Study material:
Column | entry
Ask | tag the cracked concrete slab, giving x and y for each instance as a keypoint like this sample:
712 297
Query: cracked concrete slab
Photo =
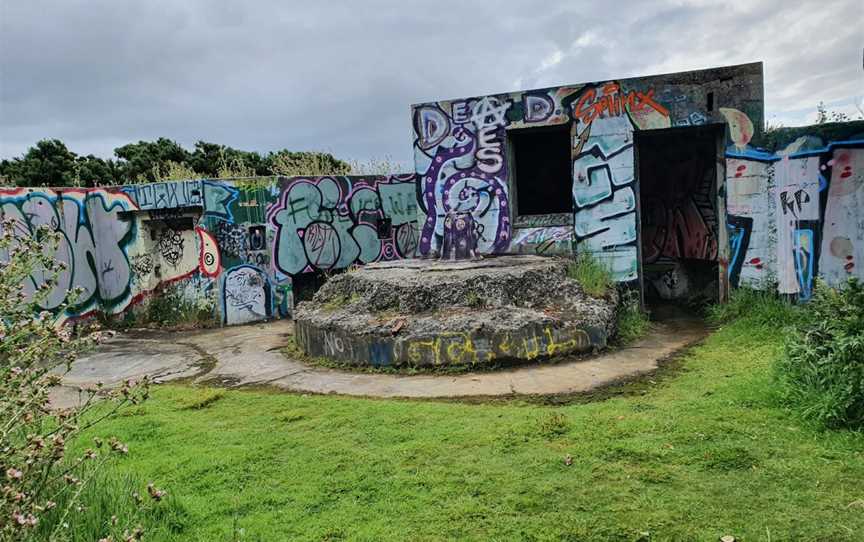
251 355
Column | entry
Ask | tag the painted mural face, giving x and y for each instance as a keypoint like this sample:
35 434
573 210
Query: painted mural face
461 168
331 222
795 214
247 296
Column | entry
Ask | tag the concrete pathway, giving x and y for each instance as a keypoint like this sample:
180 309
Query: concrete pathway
250 355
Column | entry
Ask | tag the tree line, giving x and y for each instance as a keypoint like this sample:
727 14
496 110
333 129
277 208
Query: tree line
51 163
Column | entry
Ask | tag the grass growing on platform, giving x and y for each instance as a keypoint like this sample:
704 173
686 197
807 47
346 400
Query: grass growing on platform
699 454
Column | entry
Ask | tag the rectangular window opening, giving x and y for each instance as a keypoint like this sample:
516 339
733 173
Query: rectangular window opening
542 170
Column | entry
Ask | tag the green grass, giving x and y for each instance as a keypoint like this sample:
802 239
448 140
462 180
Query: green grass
591 274
633 322
700 453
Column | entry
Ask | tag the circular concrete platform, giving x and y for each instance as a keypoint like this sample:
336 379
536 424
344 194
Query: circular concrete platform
431 312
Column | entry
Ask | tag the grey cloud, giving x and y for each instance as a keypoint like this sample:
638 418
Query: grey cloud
340 76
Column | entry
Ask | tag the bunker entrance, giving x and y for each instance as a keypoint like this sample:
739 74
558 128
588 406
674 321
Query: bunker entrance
679 172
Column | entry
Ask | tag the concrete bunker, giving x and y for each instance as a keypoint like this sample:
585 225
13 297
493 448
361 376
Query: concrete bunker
678 174
434 313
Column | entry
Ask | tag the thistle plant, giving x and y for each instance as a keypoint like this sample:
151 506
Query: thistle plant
40 479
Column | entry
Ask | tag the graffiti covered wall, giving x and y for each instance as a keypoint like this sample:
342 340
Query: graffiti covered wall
794 208
234 246
463 162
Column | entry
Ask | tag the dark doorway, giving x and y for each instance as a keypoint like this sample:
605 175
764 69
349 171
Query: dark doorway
541 166
680 241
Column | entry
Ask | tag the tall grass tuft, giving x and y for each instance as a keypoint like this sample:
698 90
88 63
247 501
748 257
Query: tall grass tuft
632 321
108 506
822 370
763 310
591 274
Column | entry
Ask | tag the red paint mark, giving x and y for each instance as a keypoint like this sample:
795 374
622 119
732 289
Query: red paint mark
612 101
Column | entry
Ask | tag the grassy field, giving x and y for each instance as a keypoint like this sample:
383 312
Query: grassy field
697 454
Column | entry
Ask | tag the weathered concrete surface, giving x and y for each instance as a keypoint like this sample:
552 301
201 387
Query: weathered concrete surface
429 312
250 355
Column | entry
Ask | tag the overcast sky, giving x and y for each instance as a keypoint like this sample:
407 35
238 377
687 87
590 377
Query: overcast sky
340 76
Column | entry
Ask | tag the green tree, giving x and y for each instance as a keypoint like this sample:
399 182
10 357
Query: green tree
209 158
148 161
94 171
49 163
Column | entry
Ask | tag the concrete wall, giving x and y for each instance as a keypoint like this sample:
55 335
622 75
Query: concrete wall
231 247
461 156
795 207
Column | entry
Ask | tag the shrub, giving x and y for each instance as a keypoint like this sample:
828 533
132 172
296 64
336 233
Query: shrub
762 309
41 481
591 274
822 369
632 322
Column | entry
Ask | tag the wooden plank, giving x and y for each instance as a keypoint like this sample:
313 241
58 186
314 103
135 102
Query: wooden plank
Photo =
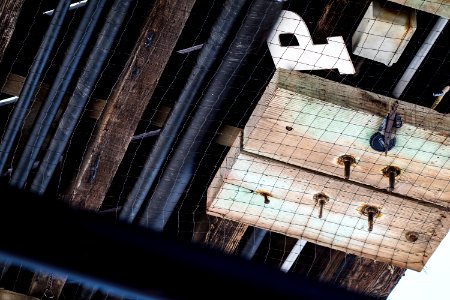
340 18
293 211
358 99
224 235
369 277
46 285
373 278
9 12
124 109
312 132
436 7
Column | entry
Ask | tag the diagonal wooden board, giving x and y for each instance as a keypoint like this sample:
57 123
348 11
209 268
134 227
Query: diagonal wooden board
293 211
322 128
436 7
289 149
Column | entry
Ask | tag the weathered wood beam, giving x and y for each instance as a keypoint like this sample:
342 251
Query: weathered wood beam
362 275
436 7
46 286
124 109
9 12
340 18
219 233
369 277
10 295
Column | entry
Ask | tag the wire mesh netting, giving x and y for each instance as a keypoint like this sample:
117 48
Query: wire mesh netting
308 136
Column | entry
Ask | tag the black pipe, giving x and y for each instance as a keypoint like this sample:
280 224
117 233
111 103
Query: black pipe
258 22
57 92
31 82
129 260
80 96
174 123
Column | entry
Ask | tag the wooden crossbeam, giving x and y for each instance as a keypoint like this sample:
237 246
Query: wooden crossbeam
124 109
436 7
340 18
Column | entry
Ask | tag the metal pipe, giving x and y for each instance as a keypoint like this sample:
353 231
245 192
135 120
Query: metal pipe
174 123
9 100
80 96
98 251
293 255
58 90
253 243
31 82
72 6
419 57
258 22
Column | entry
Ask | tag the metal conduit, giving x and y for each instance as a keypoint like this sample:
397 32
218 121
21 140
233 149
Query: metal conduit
174 123
59 88
259 20
31 82
80 96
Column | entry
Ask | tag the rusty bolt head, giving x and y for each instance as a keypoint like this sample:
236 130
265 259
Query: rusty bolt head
411 236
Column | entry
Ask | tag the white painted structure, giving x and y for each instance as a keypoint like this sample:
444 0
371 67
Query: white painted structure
307 55
383 34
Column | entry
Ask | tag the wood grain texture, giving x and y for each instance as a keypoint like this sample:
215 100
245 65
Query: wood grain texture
370 277
351 97
373 278
125 108
224 234
46 285
339 18
293 211
9 12
436 7
325 120
10 295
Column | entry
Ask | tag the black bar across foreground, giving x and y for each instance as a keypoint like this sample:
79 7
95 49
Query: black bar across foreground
130 260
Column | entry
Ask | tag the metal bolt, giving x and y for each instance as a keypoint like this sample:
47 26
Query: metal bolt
371 212
265 195
412 236
321 199
391 172
347 161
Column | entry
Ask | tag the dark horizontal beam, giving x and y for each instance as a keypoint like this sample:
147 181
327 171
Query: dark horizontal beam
125 258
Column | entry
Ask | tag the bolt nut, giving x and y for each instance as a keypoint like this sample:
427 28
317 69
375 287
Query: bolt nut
321 197
387 170
411 236
343 158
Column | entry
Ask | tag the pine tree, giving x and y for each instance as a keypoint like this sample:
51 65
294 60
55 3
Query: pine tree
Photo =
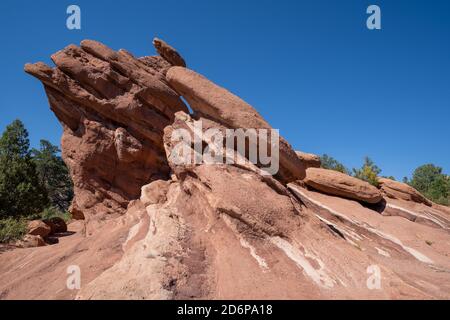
53 174
369 172
21 193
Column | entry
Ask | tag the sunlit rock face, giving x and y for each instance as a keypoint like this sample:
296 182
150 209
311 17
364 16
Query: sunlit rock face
155 228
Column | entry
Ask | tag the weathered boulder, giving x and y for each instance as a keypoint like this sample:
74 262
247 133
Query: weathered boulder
339 184
113 108
38 228
31 241
398 190
168 53
56 224
213 102
309 160
154 192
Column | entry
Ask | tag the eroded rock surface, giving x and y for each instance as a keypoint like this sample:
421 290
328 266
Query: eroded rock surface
113 108
340 184
157 228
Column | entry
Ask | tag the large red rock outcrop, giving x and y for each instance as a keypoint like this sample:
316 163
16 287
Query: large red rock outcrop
213 102
113 108
209 230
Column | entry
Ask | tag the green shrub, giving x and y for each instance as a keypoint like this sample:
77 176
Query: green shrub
12 229
369 172
429 180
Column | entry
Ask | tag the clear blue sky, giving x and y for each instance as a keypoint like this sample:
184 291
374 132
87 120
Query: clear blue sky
311 68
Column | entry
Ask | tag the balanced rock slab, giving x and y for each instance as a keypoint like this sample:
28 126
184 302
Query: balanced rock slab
309 160
339 184
213 102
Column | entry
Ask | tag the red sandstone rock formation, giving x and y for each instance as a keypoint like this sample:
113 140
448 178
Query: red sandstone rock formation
159 229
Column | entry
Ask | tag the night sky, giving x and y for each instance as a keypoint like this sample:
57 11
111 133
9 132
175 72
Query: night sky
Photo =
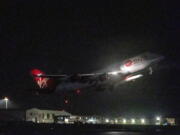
71 37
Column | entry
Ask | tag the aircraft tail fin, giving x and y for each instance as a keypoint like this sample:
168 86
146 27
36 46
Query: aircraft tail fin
42 81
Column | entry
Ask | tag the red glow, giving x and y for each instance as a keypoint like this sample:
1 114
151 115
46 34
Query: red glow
128 63
78 91
66 101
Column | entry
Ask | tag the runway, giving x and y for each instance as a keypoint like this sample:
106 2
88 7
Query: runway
14 128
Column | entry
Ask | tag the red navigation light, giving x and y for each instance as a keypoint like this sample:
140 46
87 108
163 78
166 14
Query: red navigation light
78 91
66 101
128 63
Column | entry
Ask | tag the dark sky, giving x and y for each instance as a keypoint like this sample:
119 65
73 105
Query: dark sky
71 37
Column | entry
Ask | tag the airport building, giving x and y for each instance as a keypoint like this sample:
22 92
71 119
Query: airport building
45 116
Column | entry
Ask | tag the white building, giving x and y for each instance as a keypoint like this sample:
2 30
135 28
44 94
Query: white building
44 116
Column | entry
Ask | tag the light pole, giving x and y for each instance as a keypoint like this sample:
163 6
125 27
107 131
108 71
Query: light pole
6 102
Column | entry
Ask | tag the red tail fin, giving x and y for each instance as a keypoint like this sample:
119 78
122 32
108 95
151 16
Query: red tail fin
42 82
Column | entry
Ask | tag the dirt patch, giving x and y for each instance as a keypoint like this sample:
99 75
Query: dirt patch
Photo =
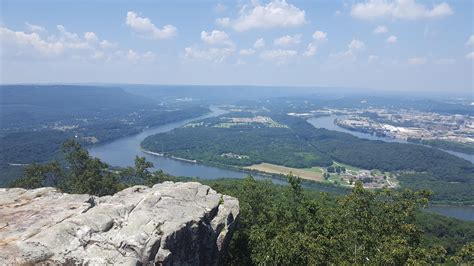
283 170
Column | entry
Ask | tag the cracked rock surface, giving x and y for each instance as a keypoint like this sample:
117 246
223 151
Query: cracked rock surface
169 224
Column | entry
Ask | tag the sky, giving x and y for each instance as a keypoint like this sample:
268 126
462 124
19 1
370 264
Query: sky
393 45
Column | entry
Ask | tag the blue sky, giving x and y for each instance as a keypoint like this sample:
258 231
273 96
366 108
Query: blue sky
401 45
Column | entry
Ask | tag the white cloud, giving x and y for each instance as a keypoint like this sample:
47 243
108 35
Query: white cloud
216 37
391 39
63 45
320 35
288 40
470 41
353 48
246 52
356 45
91 37
310 50
146 29
277 13
223 22
259 43
372 58
400 9
18 43
134 56
445 61
380 29
278 55
210 54
34 28
417 61
220 8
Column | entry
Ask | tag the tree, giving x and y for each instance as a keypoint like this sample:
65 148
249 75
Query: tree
331 169
141 167
40 175
465 254
87 175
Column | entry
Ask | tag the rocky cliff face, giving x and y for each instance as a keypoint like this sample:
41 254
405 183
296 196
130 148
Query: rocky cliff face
171 223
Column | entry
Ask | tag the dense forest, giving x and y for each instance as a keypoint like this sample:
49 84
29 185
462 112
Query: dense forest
301 145
283 225
36 120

Task goal: Look through the material for "night". Copy each line that has it.

Result:
Ask | tag the night sky, giving x and y for each instance as a keypoint like this sample:
Query: night sky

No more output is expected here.